### DATA
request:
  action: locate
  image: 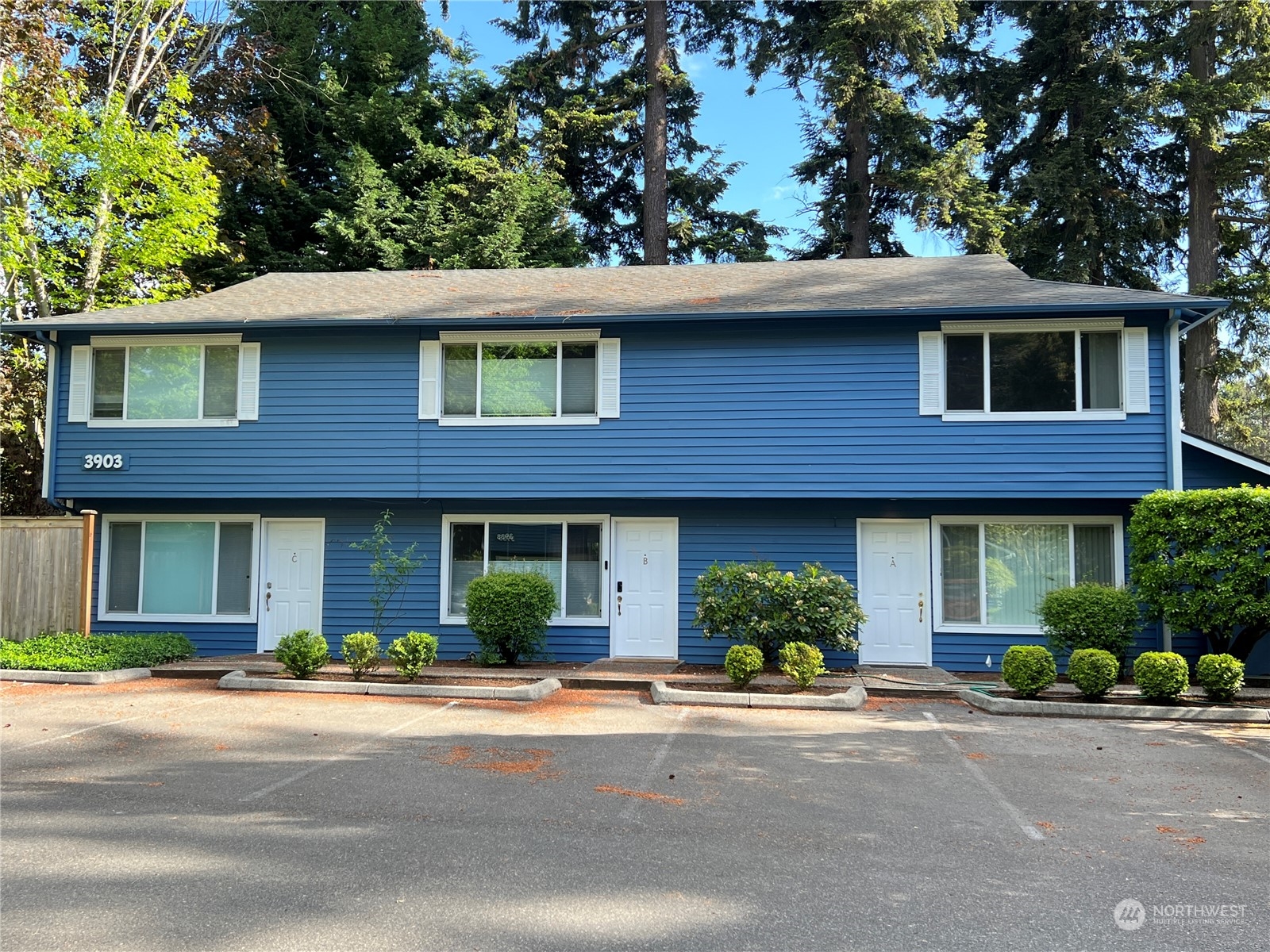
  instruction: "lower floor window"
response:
[937,518,1124,627]
[104,518,256,617]
[442,516,606,620]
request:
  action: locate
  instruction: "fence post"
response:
[80,509,97,635]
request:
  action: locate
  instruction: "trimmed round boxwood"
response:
[1195,655,1243,701]
[722,645,764,688]
[1001,645,1058,697]
[1067,647,1120,697]
[465,570,560,664]
[273,628,330,681]
[1133,651,1190,701]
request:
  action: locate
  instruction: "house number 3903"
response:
[84,453,123,470]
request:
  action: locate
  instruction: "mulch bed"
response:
[665,681,851,697]
[246,668,538,688]
[997,690,1270,708]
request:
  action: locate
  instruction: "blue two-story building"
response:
[9,256,1270,670]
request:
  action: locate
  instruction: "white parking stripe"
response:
[239,701,459,804]
[621,707,688,821]
[14,697,221,750]
[923,711,1045,840]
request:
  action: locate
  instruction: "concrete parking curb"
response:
[0,668,150,684]
[649,681,868,711]
[959,690,1270,724]
[216,670,560,701]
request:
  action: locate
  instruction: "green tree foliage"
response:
[748,0,1006,258]
[942,0,1183,288]
[1129,486,1270,660]
[499,0,781,264]
[207,2,584,283]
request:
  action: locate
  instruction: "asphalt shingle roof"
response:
[10,255,1226,328]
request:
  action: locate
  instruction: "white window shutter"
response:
[1124,328,1151,414]
[419,340,441,420]
[917,330,944,416]
[66,347,93,423]
[598,338,622,419]
[239,344,260,420]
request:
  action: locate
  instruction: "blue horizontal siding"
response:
[56,319,1164,499]
[1183,443,1270,489]
[84,499,1163,670]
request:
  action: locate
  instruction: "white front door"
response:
[856,519,931,665]
[608,519,679,658]
[259,519,326,651]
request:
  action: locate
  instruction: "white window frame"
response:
[440,512,611,628]
[97,512,260,624]
[85,334,250,429]
[437,328,603,427]
[940,317,1128,421]
[931,516,1124,635]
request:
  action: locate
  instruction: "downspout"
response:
[36,330,75,516]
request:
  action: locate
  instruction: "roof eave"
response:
[0,298,1230,336]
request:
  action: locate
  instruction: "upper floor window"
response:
[919,320,1151,420]
[68,334,260,427]
[419,330,620,425]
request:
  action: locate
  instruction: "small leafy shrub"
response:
[468,571,559,664]
[777,641,824,690]
[389,631,438,681]
[1037,582,1138,662]
[722,645,764,688]
[273,628,330,681]
[692,562,866,662]
[1133,651,1190,701]
[1195,655,1243,701]
[1067,647,1120,697]
[1001,645,1058,697]
[0,631,194,671]
[341,631,379,681]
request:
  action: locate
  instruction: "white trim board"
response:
[1183,433,1270,485]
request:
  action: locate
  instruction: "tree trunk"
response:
[846,44,872,258]
[644,0,671,264]
[1183,0,1219,440]
[84,189,114,311]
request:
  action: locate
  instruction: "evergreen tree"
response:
[748,0,1005,258]
[946,0,1183,288]
[499,0,781,264]
[208,2,584,283]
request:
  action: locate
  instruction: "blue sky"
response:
[424,0,957,255]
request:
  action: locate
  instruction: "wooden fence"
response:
[0,516,84,641]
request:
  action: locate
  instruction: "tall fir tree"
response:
[499,0,781,264]
[200,2,586,284]
[747,0,1006,258]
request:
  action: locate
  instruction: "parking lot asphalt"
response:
[0,681,1270,952]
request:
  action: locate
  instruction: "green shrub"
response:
[722,645,764,688]
[1133,651,1190,701]
[1067,647,1120,697]
[0,631,194,671]
[1195,655,1243,701]
[341,631,379,681]
[468,571,559,664]
[1037,582,1138,662]
[273,628,330,681]
[777,641,824,689]
[1129,486,1270,662]
[1001,645,1058,697]
[389,631,438,681]
[692,562,866,662]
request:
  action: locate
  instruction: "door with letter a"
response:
[856,519,931,665]
[258,519,326,651]
[608,519,679,658]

### GIVEN INSTRUCTION
Rewrite every line of the entries above as a Markdown table with the columns Row and Line, numbering the rows in order and leaving out blank lines. Keep the pictures out of the table.

### CORRECT RESPONSE
| Row | Line |
|---|---|
| 1 | request: |
| 2 |   action: locate |
| 3 |   image:  |
| 4 |   instruction: "lower floor window" |
| 5 | response: |
| 6 | [937,518,1124,627] |
| 7 | [104,518,256,617] |
| 8 | [442,516,606,620] |
| 9 | request: |
| 10 |   action: locate |
| 11 |   instruction: "fence post" |
| 12 | response: |
| 13 | [80,509,97,635] |
| 14 | request: |
| 15 |   action: locate |
| 16 |   instruction: "trimmed round boxwood" |
| 17 | response: |
| 18 | [1195,655,1243,701] |
| 19 | [722,645,764,688] |
| 20 | [1001,645,1058,697] |
| 21 | [1067,647,1120,697] |
| 22 | [465,570,560,664] |
| 23 | [273,628,330,681] |
| 24 | [1133,651,1190,701] |
| 25 | request: |
| 26 |   action: locate |
| 27 |   instruction: "house number 3903" |
| 28 | response: |
| 29 | [84,453,123,470] |
| 30 | request: |
| 31 |   action: locate |
| 32 |   instruction: "mulch bed" |
| 33 | response: |
| 34 | [665,681,851,697] |
| 35 | [246,668,538,688] |
| 36 | [997,690,1270,708] |
| 37 | request: |
| 38 |   action: locate |
| 39 |   instruction: "blue two-story building" |
| 40 | response: |
| 41 | [9,256,1270,670] |
| 42 | request: |
| 43 |   action: locate |
| 44 |   instruction: "white parking stripe" |
| 45 | response: |
| 46 | [239,701,459,804] |
| 47 | [621,707,688,821] |
| 48 | [14,697,221,750] |
| 49 | [923,711,1045,840] |
| 50 | request: |
| 51 |   action: locate |
| 52 |   instruction: "concrete parking curb" |
| 53 | response: |
| 54 | [0,668,150,684] |
| 55 | [649,681,868,711] |
| 56 | [959,690,1270,724] |
| 57 | [216,670,560,701] |
| 58 | request: |
| 59 |   action: locate |
| 60 |   instruction: "green tree foliage" |
| 61 | response: |
| 62 | [748,0,1006,258] |
| 63 | [942,0,1183,288] |
| 64 | [1129,486,1270,660] |
| 65 | [499,0,781,264] |
| 66 | [207,2,584,283] |
| 67 | request: |
| 68 |   action: locate |
| 69 |   instruction: "asphalt shingle roof" |
| 70 | response: |
| 71 | [10,255,1226,328] |
| 72 | request: |
| 73 |   action: locate |
| 74 |   instruction: "white window shutter" |
| 75 | response: |
| 76 | [1124,328,1151,414] |
| 77 | [419,340,441,420] |
| 78 | [917,330,944,416] |
| 79 | [66,347,93,423] |
| 80 | [598,338,622,419] |
| 81 | [239,344,260,420] |
| 82 | request: |
| 83 |   action: locate |
| 84 |   instruction: "blue horizontal siding" |
| 85 | response: |
| 86 | [56,319,1164,499] |
| 87 | [1183,443,1270,489] |
| 88 | [84,499,1163,670] |
| 89 | request: |
| 90 |   action: locate |
| 91 |   instruction: "white front door" |
| 92 | response: |
| 93 | [856,519,931,665] |
| 94 | [608,519,679,658] |
| 95 | [259,519,326,651] |
| 96 | request: |
| 97 |   action: locate |
| 98 |   instruction: "white window frame" |
| 99 | response: |
| 100 | [440,512,611,628] |
| 101 | [97,512,260,624] |
| 102 | [85,334,250,429] |
| 103 | [437,328,603,427] |
| 104 | [940,317,1128,421] |
| 105 | [931,516,1124,635] |
| 106 | request: |
| 107 |   action: locate |
| 108 |   instruction: "downspout" |
| 109 | response: |
| 110 | [36,330,75,516] |
| 111 | request: |
| 112 |   action: locate |
| 113 |   instruction: "roof eave" |
| 114 | response: |
| 115 | [0,298,1230,336] |
| 116 | request: |
| 117 |   action: locate |
| 118 |   instruction: "upper floor window" |
| 119 | response: |
| 120 | [919,320,1151,420] |
| 121 | [68,334,260,427] |
| 122 | [419,330,620,425] |
| 123 | request: |
| 124 |   action: locate |
| 125 |   instruction: "small leafy shrub" |
| 126 | response: |
| 127 | [468,571,559,664] |
| 128 | [777,641,824,690] |
| 129 | [389,631,438,681] |
| 130 | [1037,582,1138,662] |
| 131 | [722,645,764,688] |
| 132 | [273,628,330,681] |
| 133 | [692,562,866,662] |
| 134 | [1133,651,1190,701] |
| 135 | [1195,655,1243,701] |
| 136 | [1067,647,1120,697] |
| 137 | [1001,645,1058,697] |
| 138 | [0,631,194,671] |
| 139 | [341,631,379,681] |
| 140 | request: |
| 141 |   action: locate |
| 142 |   instruction: "white trim board" |
| 143 | response: |
| 144 | [1183,433,1270,485] |
| 145 | request: |
| 146 |   action: locate |
| 147 |   instruction: "tree trunk" |
| 148 | response: |
| 149 | [846,44,872,258] |
| 150 | [644,0,671,264] |
| 151 | [1183,0,1219,440] |
| 152 | [84,189,114,311] |
| 153 | request: |
| 154 |   action: locate |
| 155 |   instruction: "evergreen tree" |
| 156 | response: |
| 157 | [748,0,1005,258] |
| 158 | [946,0,1183,288] |
| 159 | [499,0,781,264] |
| 160 | [208,2,584,283] |
| 161 | request: |
| 162 |   action: locate |
| 163 |   instruction: "blue sky" |
| 164 | response: |
| 165 | [424,0,957,255] |
| 166 | request: |
| 167 |   action: locate |
| 168 |   instruction: "wooden fence" |
| 169 | response: |
| 170 | [0,516,84,641] |
| 171 | request: |
| 172 |   action: locate |
| 173 |   instruction: "tall fir tree" |
| 174 | response: |
| 175 | [499,0,781,264] |
| 176 | [200,2,586,284] |
| 177 | [747,0,1006,258] |
| 178 | request: |
| 179 |   action: locate |
| 180 |   instruction: "parking lot asphalt" |
| 181 | response: |
| 182 | [0,681,1270,952] |
| 183 | request: |
| 184 |   action: locate |
| 185 |   instruction: "green shrub" |
| 186 | response: |
| 187 | [722,645,764,688] |
| 188 | [1133,651,1190,701] |
| 189 | [1067,647,1120,697] |
| 190 | [0,631,194,671] |
| 191 | [1195,655,1243,701] |
| 192 | [341,631,379,681] |
| 193 | [468,571,559,664] |
| 194 | [1037,582,1138,662] |
| 195 | [273,628,330,681] |
| 196 | [777,641,824,689] |
| 197 | [1129,486,1270,662] |
| 198 | [1001,645,1058,697] |
| 199 | [389,631,438,681] |
| 200 | [692,562,866,662] |
| 201 | request: |
| 202 |   action: locate |
| 203 |   instruction: "door with letter a" |
| 204 | response: |
| 205 | [856,519,931,665] |
| 206 | [258,519,326,651] |
| 207 | [608,519,679,658] |